WHAT THIS TASK INVOLVES →
Output the record lines below as a Markdown table with the columns Row and Record line, numbering each row and omitting blank lines. Start at the line containing "Your task: given the image above, detect utility" and stop after the line containing "623,323 -> 655,335", including both.

━━━━━ RECORDS TO PROCESS

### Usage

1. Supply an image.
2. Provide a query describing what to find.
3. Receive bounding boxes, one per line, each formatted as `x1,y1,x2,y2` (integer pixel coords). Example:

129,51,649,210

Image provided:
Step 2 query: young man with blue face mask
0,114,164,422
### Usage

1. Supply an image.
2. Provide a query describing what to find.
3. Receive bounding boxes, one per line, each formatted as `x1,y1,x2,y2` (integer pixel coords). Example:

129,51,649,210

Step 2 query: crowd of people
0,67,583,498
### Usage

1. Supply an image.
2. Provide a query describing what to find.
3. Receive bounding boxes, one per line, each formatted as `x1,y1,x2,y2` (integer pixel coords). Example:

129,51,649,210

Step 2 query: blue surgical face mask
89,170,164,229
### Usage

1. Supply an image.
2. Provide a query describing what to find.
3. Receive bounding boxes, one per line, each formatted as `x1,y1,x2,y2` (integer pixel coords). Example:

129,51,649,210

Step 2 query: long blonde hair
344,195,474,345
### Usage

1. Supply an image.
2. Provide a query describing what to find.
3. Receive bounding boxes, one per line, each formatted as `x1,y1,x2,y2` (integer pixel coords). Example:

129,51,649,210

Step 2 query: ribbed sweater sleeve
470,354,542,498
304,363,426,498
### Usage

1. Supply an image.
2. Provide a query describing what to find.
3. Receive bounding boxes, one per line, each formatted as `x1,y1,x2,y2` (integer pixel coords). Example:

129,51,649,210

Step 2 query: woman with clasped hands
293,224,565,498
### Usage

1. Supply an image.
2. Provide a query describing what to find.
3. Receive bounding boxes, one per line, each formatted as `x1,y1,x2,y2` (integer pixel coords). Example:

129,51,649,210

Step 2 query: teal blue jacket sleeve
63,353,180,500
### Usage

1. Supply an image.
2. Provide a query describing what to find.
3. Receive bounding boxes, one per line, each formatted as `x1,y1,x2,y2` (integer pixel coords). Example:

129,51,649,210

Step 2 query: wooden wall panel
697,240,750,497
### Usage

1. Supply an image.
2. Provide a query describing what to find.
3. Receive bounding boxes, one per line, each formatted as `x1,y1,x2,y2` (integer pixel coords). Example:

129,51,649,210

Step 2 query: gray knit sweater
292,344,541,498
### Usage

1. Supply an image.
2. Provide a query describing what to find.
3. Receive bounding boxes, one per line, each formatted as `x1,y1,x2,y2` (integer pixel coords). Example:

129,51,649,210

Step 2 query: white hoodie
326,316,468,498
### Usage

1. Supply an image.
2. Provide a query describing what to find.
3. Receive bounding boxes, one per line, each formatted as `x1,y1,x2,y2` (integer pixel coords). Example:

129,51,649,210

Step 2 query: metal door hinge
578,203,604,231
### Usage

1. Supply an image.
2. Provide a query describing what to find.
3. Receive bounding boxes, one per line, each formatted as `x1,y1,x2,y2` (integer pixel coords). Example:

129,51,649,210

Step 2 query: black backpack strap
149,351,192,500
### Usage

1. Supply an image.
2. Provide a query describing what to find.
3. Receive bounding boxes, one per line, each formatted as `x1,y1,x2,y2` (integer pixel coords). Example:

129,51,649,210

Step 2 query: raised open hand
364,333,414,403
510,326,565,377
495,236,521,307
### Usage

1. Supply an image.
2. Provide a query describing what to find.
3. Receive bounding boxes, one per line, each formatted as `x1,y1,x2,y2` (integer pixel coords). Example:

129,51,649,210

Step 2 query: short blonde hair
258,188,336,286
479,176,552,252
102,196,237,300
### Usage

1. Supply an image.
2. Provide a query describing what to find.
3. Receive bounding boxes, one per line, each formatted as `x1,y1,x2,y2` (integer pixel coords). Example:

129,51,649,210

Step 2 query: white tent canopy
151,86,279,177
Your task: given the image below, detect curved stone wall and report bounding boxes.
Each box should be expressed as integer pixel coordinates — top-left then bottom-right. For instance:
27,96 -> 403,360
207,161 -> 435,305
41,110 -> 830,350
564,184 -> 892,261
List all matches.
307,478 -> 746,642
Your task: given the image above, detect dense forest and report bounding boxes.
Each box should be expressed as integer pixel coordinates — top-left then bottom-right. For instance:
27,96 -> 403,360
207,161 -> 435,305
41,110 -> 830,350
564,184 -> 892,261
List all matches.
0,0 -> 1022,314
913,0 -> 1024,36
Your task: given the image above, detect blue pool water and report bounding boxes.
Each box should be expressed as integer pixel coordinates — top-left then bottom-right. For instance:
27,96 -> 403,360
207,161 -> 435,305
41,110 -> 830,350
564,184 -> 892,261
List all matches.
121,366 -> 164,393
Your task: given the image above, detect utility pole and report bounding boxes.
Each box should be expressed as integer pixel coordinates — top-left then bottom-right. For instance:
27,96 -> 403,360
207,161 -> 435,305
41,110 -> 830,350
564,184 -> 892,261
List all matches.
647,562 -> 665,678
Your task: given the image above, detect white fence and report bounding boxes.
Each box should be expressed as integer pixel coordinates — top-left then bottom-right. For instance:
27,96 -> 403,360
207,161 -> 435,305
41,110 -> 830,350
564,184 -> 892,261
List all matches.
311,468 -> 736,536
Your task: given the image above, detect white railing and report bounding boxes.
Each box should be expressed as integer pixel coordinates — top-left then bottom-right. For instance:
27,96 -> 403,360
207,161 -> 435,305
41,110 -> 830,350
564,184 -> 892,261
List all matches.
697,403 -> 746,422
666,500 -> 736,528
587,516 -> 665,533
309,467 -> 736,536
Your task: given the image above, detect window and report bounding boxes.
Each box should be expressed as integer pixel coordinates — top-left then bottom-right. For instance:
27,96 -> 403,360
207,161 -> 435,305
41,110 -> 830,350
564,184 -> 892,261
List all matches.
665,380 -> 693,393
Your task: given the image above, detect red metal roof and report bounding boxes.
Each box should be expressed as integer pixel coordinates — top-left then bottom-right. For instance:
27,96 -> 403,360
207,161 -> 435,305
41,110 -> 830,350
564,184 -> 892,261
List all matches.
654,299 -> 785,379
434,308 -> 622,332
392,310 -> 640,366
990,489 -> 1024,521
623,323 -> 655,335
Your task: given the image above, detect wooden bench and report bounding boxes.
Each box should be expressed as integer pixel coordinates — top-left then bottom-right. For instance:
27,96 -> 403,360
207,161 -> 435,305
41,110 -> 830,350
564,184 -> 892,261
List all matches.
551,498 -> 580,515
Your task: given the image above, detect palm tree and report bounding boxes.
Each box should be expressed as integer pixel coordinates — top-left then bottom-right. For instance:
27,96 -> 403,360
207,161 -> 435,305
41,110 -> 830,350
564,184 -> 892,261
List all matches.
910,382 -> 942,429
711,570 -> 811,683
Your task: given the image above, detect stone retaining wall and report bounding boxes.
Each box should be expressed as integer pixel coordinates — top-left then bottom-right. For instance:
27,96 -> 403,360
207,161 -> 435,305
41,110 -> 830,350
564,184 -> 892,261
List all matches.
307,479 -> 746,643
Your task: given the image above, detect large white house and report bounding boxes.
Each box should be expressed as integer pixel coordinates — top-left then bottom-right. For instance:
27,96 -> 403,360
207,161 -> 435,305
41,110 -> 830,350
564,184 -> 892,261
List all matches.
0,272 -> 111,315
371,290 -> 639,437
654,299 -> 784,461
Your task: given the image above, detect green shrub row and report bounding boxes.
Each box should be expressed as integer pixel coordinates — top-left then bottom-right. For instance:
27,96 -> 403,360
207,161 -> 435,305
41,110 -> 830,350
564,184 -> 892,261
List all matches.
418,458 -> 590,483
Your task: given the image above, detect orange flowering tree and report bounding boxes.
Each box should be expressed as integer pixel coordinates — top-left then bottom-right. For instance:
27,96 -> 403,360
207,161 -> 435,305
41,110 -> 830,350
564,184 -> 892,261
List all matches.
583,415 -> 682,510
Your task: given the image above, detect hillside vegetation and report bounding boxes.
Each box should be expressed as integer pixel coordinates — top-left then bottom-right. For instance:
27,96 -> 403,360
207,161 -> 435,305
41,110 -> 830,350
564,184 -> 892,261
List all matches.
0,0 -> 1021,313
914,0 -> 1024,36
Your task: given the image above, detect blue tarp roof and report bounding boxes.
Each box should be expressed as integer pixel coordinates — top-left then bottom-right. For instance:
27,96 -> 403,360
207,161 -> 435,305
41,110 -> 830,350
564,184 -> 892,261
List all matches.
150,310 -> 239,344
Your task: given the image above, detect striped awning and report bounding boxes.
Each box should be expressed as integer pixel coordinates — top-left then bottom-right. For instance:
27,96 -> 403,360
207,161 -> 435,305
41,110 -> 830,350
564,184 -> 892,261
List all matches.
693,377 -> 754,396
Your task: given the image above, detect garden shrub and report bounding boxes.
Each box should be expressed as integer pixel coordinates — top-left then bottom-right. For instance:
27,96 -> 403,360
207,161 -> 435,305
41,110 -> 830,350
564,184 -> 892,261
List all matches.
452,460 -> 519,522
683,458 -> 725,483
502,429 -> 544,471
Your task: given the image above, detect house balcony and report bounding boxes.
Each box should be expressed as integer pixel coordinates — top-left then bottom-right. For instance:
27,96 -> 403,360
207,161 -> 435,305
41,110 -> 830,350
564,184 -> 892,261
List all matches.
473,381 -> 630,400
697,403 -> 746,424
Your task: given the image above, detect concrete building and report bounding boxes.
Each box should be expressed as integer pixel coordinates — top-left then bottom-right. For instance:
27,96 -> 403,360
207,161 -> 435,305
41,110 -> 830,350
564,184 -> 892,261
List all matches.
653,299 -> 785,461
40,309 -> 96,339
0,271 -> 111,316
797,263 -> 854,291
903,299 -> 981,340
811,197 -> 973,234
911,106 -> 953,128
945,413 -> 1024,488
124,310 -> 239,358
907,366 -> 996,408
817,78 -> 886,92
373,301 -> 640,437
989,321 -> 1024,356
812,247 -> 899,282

━━━━━━━━━━

WRITTEN RESPONSE →
| Row | Record line |
|---|---|
| 1 | Your task: given the image above, detect utility pole and report bounding boxes. |
| 2 | Each box should be expressed as integer pixel coordinates — top-left then bottom-right. For instance: |
| 3 | 27,96 -> 403,360 |
| 4 | 207,161 -> 435,305 |
| 5 | 41,110 -> 830,350 |
| 6 | 564,184 -> 892,261 |
| 7 | List all matches. |
| 8 | 647,562 -> 665,678 |
| 9 | Your task: given the image above, detect white fence and report bounding boxes. |
| 10 | Each box should be expressed as integer pixel coordinates — top-left then bottom-right. For instance: |
| 11 | 27,96 -> 403,360 |
| 12 | 207,161 -> 435,305 |
| 13 | 41,110 -> 830,350 |
| 14 | 564,184 -> 892,261 |
| 15 | List all matches. |
| 16 | 311,468 -> 736,536 |
| 17 | Your task: given the image above, detect white railing and report bounding boxes. |
| 18 | Each box should be expressed as integer pixel coordinates — top-left then bottom-right. For instance: |
| 19 | 27,96 -> 403,360 |
| 20 | 207,161 -> 435,305 |
| 21 | 41,110 -> 830,350 |
| 22 | 564,184 -> 892,261 |
| 23 | List all matches. |
| 24 | 697,403 -> 746,422 |
| 25 | 666,500 -> 736,528 |
| 26 | 587,516 -> 665,533 |
| 27 | 309,467 -> 736,536 |
| 28 | Your task: given the image above, detect window and report bounding boxes. |
| 29 | Each box should be expressed as integer pixel coordinates — top-left then bottom-right. For instance: |
| 30 | 27,96 -> 403,360 |
| 31 | 207,161 -> 435,305 |
| 32 | 41,110 -> 830,350 |
| 33 | 564,184 -> 892,261 |
| 34 | List all matches. |
| 35 | 665,380 -> 693,393 |
| 36 | Your task: given the image above, detect red metal roof and report bounding boxes. |
| 37 | Each box should be expressed as integer pixel coordinates — top-left then bottom-right. For instance: |
| 38 | 27,96 -> 403,360 |
| 39 | 207,161 -> 435,305 |
| 40 | 41,110 -> 830,350 |
| 41 | 564,184 -> 892,261 |
| 42 | List all matches. |
| 43 | 654,299 -> 785,379 |
| 44 | 434,308 -> 622,332 |
| 45 | 392,310 -> 640,366 |
| 46 | 990,489 -> 1024,521 |
| 47 | 623,323 -> 655,335 |